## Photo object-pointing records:
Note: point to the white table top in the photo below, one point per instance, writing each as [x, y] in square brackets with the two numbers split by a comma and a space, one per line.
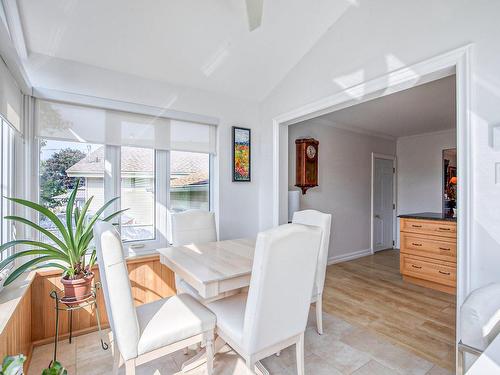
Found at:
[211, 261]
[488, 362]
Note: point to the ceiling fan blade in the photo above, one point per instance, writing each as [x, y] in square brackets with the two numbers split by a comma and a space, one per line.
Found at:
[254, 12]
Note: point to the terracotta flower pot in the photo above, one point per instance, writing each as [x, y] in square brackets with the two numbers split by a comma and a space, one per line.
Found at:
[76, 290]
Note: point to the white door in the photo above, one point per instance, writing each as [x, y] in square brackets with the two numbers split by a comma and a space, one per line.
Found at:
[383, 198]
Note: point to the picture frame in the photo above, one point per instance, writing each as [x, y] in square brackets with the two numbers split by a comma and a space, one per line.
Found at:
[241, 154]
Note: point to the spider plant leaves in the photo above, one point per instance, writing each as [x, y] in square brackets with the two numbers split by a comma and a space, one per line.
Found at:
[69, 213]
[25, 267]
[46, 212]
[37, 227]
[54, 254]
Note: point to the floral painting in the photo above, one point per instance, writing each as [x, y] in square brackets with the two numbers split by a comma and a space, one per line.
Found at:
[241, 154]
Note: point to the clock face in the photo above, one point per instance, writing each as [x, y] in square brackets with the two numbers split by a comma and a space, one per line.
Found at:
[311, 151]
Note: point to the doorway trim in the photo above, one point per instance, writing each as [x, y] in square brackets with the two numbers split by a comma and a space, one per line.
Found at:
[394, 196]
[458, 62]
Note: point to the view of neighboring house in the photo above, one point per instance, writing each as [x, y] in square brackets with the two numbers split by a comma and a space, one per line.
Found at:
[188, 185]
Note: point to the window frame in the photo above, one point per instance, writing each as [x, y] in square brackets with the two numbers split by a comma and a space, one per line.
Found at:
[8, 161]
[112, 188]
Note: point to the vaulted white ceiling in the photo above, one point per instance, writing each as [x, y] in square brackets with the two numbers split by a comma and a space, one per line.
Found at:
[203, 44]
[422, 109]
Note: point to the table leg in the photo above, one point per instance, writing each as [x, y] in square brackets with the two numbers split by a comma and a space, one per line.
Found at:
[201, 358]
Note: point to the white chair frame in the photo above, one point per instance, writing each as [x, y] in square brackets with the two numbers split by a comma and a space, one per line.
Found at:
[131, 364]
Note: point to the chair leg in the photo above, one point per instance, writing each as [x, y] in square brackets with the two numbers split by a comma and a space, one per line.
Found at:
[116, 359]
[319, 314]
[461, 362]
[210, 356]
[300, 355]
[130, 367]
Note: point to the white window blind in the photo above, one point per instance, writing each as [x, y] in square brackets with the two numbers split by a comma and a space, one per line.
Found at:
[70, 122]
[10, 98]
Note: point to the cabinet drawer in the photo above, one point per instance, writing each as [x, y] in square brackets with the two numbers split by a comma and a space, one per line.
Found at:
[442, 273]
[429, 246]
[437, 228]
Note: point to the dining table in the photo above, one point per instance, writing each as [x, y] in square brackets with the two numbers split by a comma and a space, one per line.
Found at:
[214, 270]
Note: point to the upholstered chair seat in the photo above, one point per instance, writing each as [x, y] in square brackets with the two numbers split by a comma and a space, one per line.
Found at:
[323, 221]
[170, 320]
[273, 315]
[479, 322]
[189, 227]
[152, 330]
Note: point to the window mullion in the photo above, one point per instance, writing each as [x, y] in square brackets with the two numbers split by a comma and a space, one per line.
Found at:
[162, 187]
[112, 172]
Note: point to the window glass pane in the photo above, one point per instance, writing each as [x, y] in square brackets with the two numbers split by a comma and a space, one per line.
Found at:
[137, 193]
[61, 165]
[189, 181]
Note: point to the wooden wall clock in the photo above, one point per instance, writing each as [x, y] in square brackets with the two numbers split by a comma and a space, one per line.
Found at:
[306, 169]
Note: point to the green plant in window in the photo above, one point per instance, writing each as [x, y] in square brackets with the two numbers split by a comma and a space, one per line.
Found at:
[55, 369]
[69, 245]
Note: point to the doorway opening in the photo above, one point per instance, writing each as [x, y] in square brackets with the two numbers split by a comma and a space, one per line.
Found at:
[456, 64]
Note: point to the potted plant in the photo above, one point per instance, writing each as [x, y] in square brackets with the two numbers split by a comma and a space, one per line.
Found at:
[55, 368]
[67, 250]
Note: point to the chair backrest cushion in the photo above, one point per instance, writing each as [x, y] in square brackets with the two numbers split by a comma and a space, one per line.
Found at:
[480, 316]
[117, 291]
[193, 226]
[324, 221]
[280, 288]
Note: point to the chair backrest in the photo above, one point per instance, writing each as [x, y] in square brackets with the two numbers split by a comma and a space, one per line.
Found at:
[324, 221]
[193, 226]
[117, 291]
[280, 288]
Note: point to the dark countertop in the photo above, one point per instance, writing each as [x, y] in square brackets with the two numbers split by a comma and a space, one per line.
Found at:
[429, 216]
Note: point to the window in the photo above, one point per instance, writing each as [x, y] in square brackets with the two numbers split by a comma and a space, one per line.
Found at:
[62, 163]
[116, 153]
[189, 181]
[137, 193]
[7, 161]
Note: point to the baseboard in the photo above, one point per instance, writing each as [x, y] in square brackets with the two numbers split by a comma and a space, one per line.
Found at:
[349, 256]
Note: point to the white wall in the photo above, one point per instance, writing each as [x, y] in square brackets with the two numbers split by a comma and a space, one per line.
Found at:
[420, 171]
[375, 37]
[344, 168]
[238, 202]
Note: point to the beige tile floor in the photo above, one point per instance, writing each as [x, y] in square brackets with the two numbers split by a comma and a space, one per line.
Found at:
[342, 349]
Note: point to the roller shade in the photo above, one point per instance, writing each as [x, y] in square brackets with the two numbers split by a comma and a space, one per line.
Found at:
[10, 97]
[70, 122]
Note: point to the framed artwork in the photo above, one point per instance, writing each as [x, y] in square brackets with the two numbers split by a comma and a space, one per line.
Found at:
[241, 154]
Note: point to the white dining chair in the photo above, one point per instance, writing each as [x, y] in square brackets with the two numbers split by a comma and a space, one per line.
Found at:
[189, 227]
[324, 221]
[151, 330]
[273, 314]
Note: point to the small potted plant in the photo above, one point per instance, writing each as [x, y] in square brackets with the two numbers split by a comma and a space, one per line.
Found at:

...

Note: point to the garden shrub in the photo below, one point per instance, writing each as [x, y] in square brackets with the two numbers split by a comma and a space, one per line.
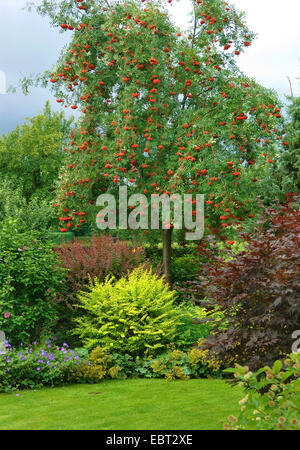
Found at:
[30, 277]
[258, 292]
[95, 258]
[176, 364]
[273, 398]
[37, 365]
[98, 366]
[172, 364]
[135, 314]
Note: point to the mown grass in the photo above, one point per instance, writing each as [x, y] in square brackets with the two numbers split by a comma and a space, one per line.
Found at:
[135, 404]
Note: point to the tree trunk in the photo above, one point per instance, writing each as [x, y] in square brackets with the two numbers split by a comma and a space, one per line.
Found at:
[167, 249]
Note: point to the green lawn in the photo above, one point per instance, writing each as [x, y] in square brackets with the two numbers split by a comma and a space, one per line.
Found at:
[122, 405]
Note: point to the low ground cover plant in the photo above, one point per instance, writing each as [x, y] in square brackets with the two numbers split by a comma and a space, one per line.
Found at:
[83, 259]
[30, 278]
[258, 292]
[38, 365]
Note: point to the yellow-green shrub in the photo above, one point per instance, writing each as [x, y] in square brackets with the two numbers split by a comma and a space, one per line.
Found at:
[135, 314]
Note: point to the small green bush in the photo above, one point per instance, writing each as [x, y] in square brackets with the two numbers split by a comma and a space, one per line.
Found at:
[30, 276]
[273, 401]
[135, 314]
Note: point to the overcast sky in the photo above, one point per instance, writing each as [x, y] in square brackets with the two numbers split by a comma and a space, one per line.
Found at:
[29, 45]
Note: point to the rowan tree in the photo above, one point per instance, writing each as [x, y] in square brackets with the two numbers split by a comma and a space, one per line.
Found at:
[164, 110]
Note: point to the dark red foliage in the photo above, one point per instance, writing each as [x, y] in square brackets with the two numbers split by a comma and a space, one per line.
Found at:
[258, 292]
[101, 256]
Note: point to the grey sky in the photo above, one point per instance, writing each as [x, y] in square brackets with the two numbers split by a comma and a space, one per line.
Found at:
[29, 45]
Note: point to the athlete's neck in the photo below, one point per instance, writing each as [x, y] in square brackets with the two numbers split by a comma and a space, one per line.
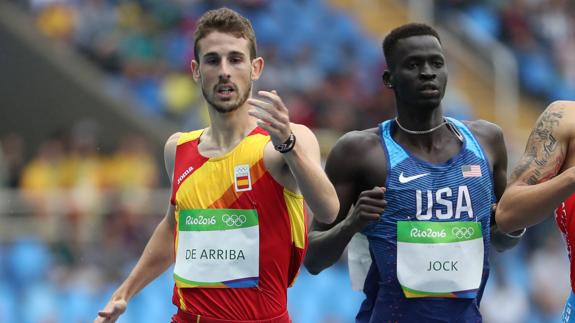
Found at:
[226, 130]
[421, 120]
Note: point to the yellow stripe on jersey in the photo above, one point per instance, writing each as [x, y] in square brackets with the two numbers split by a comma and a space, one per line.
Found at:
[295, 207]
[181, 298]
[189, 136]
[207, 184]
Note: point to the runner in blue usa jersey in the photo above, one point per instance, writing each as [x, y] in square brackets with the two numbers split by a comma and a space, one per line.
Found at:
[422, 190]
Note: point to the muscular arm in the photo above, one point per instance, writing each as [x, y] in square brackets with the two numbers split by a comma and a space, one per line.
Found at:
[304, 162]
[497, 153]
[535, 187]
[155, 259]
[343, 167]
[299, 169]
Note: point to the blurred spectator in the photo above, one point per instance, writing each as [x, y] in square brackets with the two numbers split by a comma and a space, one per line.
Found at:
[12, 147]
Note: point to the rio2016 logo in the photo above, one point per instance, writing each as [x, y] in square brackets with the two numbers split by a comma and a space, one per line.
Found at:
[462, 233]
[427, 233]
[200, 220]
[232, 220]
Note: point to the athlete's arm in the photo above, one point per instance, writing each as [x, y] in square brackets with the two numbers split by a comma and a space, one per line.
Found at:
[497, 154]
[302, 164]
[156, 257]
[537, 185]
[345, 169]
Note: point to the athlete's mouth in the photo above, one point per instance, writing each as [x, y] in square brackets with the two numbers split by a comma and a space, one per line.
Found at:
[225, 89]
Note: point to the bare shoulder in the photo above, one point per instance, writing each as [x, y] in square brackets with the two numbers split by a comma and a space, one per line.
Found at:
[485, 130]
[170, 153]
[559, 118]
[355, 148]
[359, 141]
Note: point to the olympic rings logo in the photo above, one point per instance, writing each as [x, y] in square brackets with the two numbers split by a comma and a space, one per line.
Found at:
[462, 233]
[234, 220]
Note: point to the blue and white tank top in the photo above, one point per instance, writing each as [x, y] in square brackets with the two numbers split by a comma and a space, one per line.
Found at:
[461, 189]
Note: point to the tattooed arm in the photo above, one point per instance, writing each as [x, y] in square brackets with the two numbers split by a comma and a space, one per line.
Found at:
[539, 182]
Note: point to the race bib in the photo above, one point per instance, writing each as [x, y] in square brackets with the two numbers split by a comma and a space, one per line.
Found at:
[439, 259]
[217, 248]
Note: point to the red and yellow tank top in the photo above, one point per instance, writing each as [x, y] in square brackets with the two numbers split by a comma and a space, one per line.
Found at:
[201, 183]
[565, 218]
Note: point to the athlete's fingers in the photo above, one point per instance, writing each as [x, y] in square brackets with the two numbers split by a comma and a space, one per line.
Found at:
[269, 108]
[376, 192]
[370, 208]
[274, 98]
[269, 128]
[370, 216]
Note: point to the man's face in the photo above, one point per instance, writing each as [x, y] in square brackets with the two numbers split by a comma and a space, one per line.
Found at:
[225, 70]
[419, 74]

## Your goal:
Count the rows above that contain the word "blue" and give only that number.

## Response to this exercise:
2